- WAT TE DOEN -
Geef alle rijen hieronder letterlijk en volledig terug, zonder iets te veranderen.

=== OPGESLAGEN RIJEN ===

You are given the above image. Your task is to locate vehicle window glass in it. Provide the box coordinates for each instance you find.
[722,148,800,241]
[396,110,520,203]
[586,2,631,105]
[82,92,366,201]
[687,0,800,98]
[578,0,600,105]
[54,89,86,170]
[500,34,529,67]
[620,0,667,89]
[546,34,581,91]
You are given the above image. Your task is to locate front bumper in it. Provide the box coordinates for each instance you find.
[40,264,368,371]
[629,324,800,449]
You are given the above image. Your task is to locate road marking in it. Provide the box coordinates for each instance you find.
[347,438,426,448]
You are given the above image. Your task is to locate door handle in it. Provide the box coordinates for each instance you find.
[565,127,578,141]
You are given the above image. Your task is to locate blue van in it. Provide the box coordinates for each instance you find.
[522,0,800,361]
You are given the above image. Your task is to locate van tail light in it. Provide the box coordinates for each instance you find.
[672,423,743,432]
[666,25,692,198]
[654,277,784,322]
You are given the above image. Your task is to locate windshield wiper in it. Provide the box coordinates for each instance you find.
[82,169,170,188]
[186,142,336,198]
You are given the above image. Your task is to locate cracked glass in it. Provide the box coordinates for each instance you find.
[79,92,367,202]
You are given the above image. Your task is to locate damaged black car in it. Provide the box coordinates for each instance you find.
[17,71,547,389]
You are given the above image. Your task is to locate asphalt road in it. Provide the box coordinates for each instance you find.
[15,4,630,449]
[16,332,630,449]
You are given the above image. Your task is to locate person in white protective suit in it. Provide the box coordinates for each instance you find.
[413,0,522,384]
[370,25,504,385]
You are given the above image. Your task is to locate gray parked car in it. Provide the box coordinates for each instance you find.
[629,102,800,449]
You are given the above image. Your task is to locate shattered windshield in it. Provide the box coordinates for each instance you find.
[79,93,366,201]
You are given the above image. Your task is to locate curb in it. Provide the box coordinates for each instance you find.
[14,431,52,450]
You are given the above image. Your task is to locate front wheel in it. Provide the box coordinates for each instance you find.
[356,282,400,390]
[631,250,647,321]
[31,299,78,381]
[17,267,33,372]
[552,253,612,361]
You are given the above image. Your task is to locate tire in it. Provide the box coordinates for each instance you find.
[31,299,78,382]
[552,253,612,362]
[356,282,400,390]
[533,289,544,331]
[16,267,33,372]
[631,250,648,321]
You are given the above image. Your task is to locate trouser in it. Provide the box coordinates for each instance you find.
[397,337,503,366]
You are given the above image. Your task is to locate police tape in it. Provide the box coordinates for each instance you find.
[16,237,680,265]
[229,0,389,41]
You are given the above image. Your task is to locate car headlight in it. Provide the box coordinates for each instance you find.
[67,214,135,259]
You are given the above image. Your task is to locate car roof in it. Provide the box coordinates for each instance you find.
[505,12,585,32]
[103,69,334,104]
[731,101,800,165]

===

- EINDANTWOORD -
You are given the above image. Your task is to locate vehicle window glass in it. Provide the box coordinates for each instance you find.
[722,148,800,241]
[396,110,520,203]
[586,2,631,105]
[82,92,366,201]
[687,0,800,98]
[578,0,600,105]
[54,89,86,170]
[500,34,529,67]
[620,0,667,89]
[546,34,581,91]
You are given the above image. Your task is to locate front bumper in it. Provide the box coordinates for each instance you find.
[40,264,368,371]
[629,324,800,449]
You are given the above image. Your task is to locate road marking in it. Provide the box coordinates for each instance you find.
[347,438,426,448]
You are given the above image. Your task is to locate door handle in it. Provide the box coordinates for each instance you find.
[565,127,578,141]
You are given the above image. Your task is to locate blue van in it. Provide the box coordinates for each instance you find.
[522,0,800,361]
You are given the above image. Your task is to locate van tail light in it. Provide the box coordinates for each instance you find.
[672,423,743,432]
[666,25,692,198]
[654,277,784,322]
You are given the above image. Your task is to locate windshield wiper in it. Provide the box coordinates for each instance you find.
[82,169,170,188]
[186,142,336,198]
You are given the above image. Your task is to locate cracked glass in it. Provide the box coordinates for each instance you find.
[79,92,367,202]
You are given the above image. Your task is to locate damaged black car in it. Provide the box coordinates for each instance you find.
[17,71,547,389]
You are given the above image. Your task is to locate asphalt road in it. Provide the box coordinates for each instance you find.
[15,4,630,449]
[16,332,630,449]
You are given the above image. Your task is to locate person in white protective suit in it. Provide the box coordinates for each instance you find.
[413,0,522,384]
[370,25,504,385]
You are given the above image. Your task is to locate gray parked car in it. Provide the box coordinates for each instance you find.
[629,102,800,449]
You are given the above image. Your task is to locate shattered windshield in it. Provide the box coordinates for each instance you find.
[79,93,366,201]
You are given the above image. Your task is to locate curb in it. Provide the box coordinates for each instance you find.
[14,431,52,450]
You are given the above image. Your task is to locate front wheel in it. Provide the box coordinates for each instance you find.
[356,282,400,390]
[631,250,647,321]
[31,299,78,381]
[17,267,33,372]
[552,253,612,361]
You are given the above image. Your task is to locate tire in it. Provide the box coordinates for each instance you find.
[31,299,78,382]
[552,253,612,362]
[356,282,400,390]
[533,289,544,331]
[16,267,33,372]
[631,250,648,321]
You are given the above image. Your task is to locate trouser in it. Provide the box coordinates for each instance you find.
[397,337,503,366]
You are given the above image. Your task is to locate police tape in it. Provide the box coordinates for each instance you find.
[16,237,680,265]
[229,0,389,41]
You are given the above image. Your task is to locate car headlight in it. Provide the box coordinates for each instance you find.
[67,214,135,259]
You are given the above image. Your task is to locate car roof in it. Provide the box coordinates for each instance you find.
[505,12,585,32]
[103,69,334,104]
[731,101,800,165]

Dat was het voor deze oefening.